- _Source passage_:
┌────────

And to be fair again, Pope Pius XII had always harbored the most profound misgivings about the Hitler system and its evident capacity for radical evil. (During Hitler’s first visit to Rome, for example, the Holy Father rather ostentatiously took himself out of town to the papal retreat at Castelgandolfo.)   (God Is Not Great, p. 239)

Woops. Tim’s “bad history New Atheist” sounds like he is being very careful to get his history right and avoid recycling the popular antiCatholic prejudices about Pope Pius XII.

The same blanks turn up in searches for Tim’s “wildly wrong” factoids in Daniel Dennett’s Breaking the Spell.

Perhaps Tim is bothered by “bad history” that has been peddled in other writings by these New Atheists. I have not followed them closely so I would appreciate being informed of where any of these New Atheists have been dragging their mindless acolytes into the cesspool of historical ignorance.

As for P.Z. Myers and Jerry Coyne I have no idea whether they have been the ones responsible for the historical ignorance of the atheists of the world, and I do find it very difficult to believe that Richard Carrier has gaffed on any of Tim’s “factoids”.

One name I know nix about is Neil Degrasse Tyson ­but Tim describes him as a tag-along afterthought, one who is not really a New Atheist mover and shaker but “an outlier on the fringe of this [New Atheist] movement” who sometimes speaks about history (and who “is sometimes referred to on matters historical” — though we are not told by whom). Tim accuses Tyson of some inaccurate factoids about Giordano Bruno and medieval science. Tim does not explain if Tyson upsets him so much because he failed to have read James Hannam’s God’s Philosophers. But since this Tyson is said by Tim to be just “an outlier on the fringe” of the New Atheist movement then surely Tim’s blog is not really going to be bothered too much with his views.

└────────

- _Data shown_:
┌────────

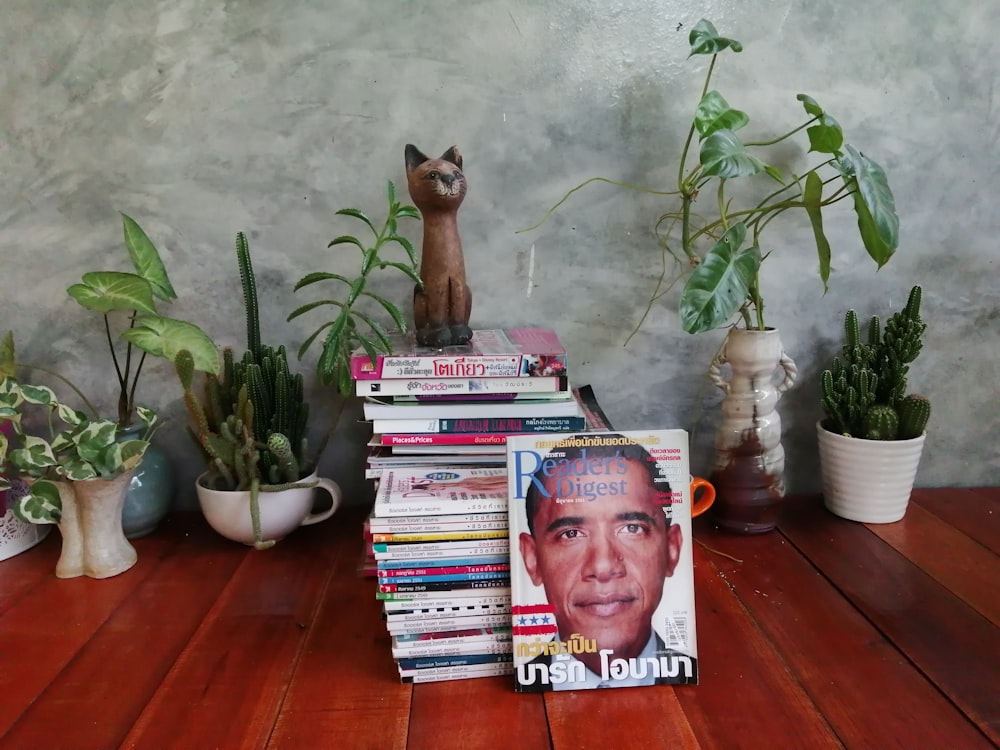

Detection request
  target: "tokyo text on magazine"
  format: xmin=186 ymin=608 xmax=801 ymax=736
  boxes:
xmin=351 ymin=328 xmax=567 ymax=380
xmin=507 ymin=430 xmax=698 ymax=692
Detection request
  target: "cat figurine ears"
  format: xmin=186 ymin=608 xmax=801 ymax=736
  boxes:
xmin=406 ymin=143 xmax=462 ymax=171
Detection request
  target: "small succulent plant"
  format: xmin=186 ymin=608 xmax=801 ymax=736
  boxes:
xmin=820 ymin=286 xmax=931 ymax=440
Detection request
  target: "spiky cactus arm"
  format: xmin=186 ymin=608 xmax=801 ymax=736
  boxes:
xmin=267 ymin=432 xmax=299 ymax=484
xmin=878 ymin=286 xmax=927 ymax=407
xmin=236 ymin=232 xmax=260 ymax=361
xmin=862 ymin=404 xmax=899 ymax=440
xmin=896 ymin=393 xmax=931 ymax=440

└────────

- _Problems_:
A: In the passage on New Atheists and history, where did Pope Pius XII go during Hitler's first visit to Rome?
B: Convert the records into a JSON list of strings with one string per line and no blank lines, beginning at the first line of the records and stopping after the line that contains "xmin=507 ymin=430 xmax=698 ymax=692". Leave the pictures out of the answer.

- _The responses_:
A: He went to the papal retreat at Castelgandolfo.

B:
[
  "Detection request",
  "  target: \"tokyo text on magazine\"",
  "  format: xmin=186 ymin=608 xmax=801 ymax=736",
  "  boxes:",
  "xmin=351 ymin=328 xmax=567 ymax=380",
  "xmin=507 ymin=430 xmax=698 ymax=692"
]